WHAT IS EXPECTED: Reproduce the lines from the one containing "Indicate the woman's braided" through the end of the records, requests included. Multiply every point coordinate in the answers by 1.4, round to whole numbers with halves going up, and leave out the pictures.

((

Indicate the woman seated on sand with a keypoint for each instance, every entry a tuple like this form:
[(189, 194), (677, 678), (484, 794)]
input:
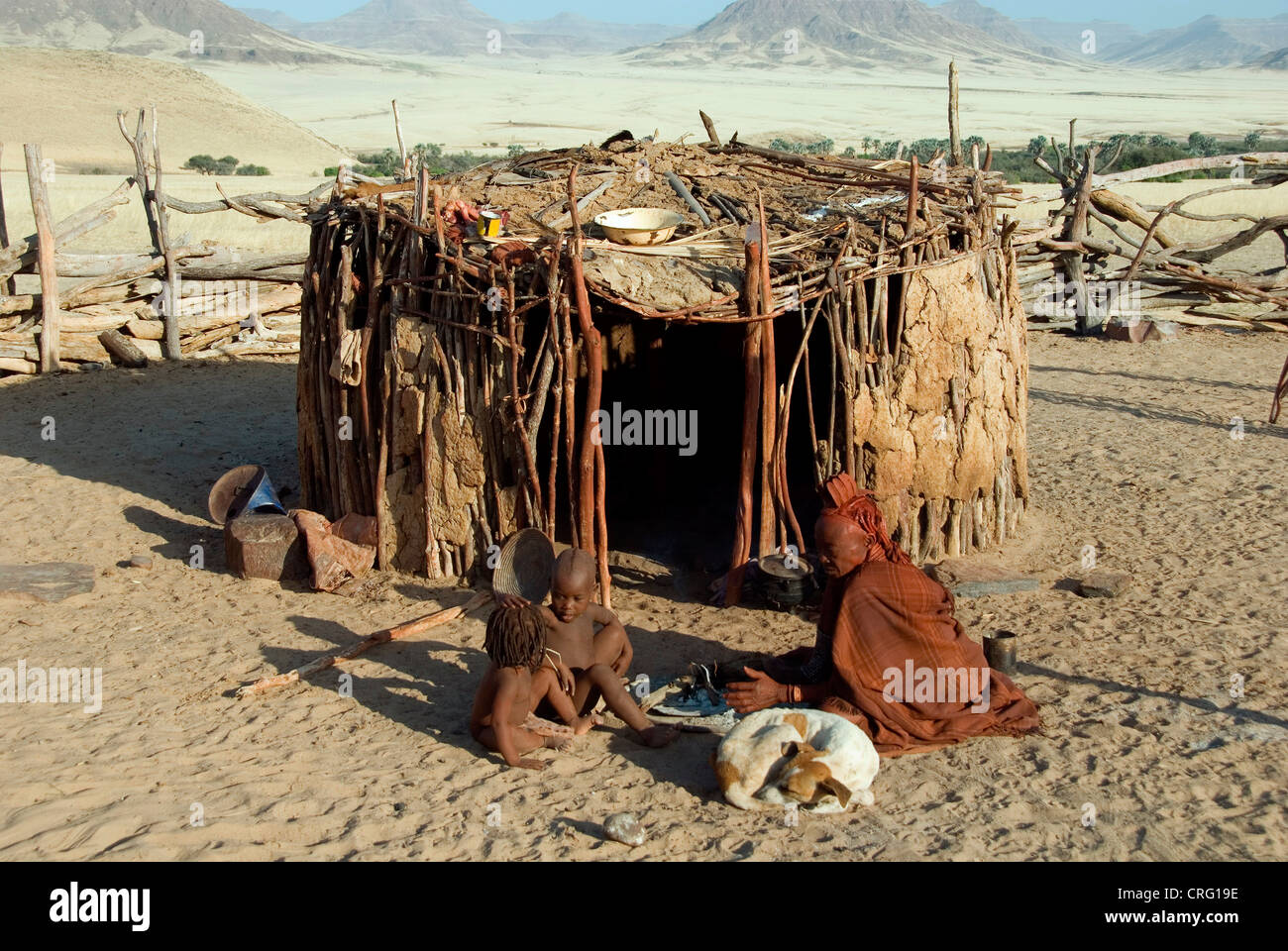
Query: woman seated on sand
[(883, 624)]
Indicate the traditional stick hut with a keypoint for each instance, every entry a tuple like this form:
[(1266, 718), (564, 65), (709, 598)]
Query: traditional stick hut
[(815, 313)]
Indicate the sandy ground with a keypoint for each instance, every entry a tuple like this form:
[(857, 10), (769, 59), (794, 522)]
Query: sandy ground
[(1131, 453), (67, 101)]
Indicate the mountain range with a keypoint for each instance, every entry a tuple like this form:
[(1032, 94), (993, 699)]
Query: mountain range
[(810, 33)]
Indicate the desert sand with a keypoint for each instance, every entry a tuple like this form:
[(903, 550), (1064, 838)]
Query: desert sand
[(67, 101), (1131, 453)]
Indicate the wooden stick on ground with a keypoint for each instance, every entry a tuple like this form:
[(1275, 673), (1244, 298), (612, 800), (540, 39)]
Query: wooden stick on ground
[(593, 370), (399, 633), (1280, 392), (711, 128), (51, 313)]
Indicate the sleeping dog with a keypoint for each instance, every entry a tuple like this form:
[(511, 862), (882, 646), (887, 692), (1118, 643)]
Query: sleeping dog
[(778, 757)]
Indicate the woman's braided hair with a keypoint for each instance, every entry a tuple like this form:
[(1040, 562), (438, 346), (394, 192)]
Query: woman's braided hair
[(515, 637)]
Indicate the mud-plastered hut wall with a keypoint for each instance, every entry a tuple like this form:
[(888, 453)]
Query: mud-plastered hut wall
[(943, 440)]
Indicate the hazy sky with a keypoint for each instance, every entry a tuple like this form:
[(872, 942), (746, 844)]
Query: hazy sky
[(1140, 13)]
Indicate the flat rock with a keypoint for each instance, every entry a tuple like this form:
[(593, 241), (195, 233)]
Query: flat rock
[(266, 545), (50, 581), (1104, 583), (967, 579), (623, 827)]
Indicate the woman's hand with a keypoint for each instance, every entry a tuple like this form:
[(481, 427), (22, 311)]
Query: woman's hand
[(760, 692)]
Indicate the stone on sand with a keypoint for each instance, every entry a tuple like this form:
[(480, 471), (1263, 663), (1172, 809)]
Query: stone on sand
[(1104, 583), (967, 581), (48, 581)]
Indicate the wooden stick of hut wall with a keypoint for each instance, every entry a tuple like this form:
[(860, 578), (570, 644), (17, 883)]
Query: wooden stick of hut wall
[(8, 285), (51, 315), (591, 461)]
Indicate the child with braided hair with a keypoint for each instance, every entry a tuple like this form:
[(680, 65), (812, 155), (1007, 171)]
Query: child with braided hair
[(520, 677)]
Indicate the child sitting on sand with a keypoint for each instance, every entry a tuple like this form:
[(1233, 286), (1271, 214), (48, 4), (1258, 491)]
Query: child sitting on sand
[(520, 677), (597, 659)]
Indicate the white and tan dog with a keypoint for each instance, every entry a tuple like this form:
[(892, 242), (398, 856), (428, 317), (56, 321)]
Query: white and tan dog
[(778, 757)]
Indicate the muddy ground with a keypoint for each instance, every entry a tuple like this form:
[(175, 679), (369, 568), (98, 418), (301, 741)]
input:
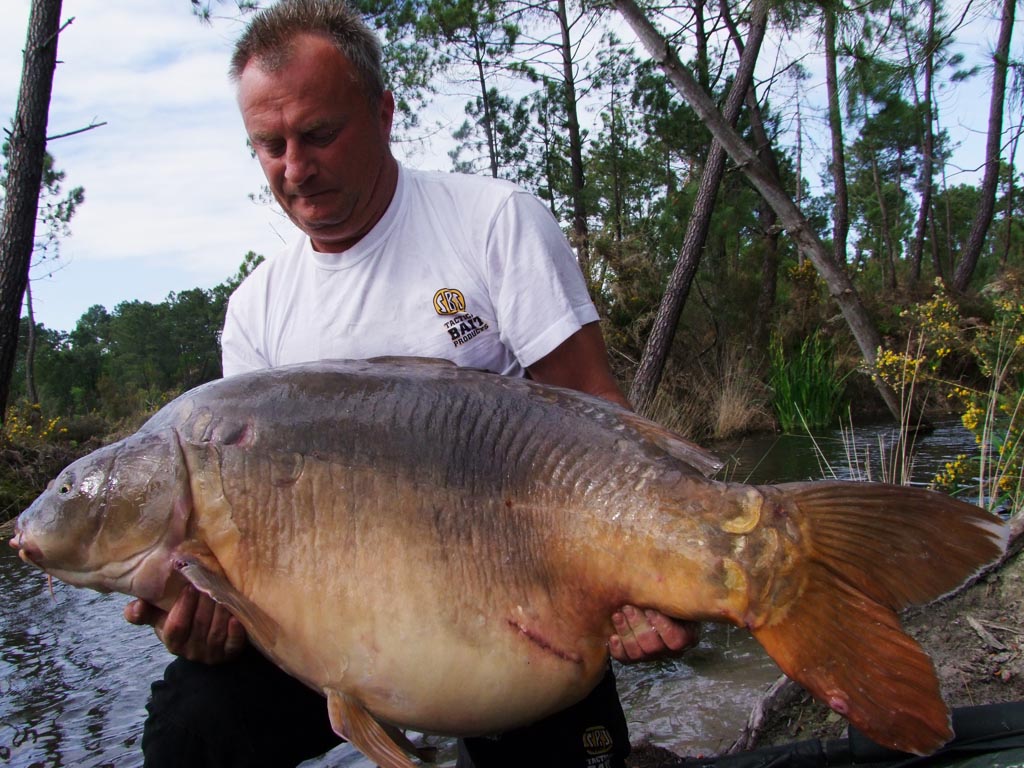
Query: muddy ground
[(975, 638)]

))

FINISHED ANSWER:
Indicate the woman's braided hair with a keypoint for each instance, every entry a tuple like this form:
[(1040, 562), (438, 346), (394, 192)]
Query: woman's braided hair
[(721, 892)]
Indicate the mud-plastered hut wall with a keypoint for each instance, every entry a tuple like this form:
[(888, 453)]
Query: mud-plastered hut wall
[(1320, 616)]
Indicate the hazy sky with a keypoint for each instance, every entry a tuple like this form:
[(872, 942), (746, 844)]
Query: hazy sky
[(1596, 18)]
Indicate the flat rock with a keypoint for each instance, every entry a tuple like this form:
[(593, 241), (195, 233)]
Query: flat rock
[(372, 763), (70, 813), (1546, 816), (1354, 811), (872, 1158)]
Indicate the woman's hand with a keypoint for each instance, every entry a tuple like this form:
[(481, 427), (22, 311)]
Query: woman's hand
[(1064, 969)]
Indicate the stone on sand with a keypoint for each instance, every entry a tuple like this form:
[(480, 471), (1263, 663), (1172, 809)]
Query: stone on sand
[(1546, 816), (1354, 813), (67, 813)]
Indicate the wooden stick of hut wall with a keypoint for each instance, every entry a tuple like this form:
[(860, 578), (570, 644), (17, 883)]
Query: wooden stick of hut wall
[(11, 399), (71, 441), (827, 645)]
Indicate the child with braided hair with a keypoint for each instance, every entry a tuple like this form:
[(680, 65), (812, 155), (1007, 171)]
Query: child with braided hair
[(728, 948)]
Indicate the child sitting on sand with a keypoint for each instance, every entry a tuple like this form:
[(1233, 286), (1271, 214), (48, 4), (1258, 491)]
Query: child sitting on sand
[(728, 948), (836, 923)]
Indicate the white and tan dog with a keypoint for each instance, every entry a tuple like this form:
[(892, 242), (398, 856), (428, 317), (56, 321)]
Query: white and tan dog
[(1089, 1060)]
Indicate the muddy ground with a keypoint for each instance, every entry a tuple like this form:
[(175, 679), (369, 568), (98, 418), (301, 741)]
input:
Query: muddy ground
[(1365, 893)]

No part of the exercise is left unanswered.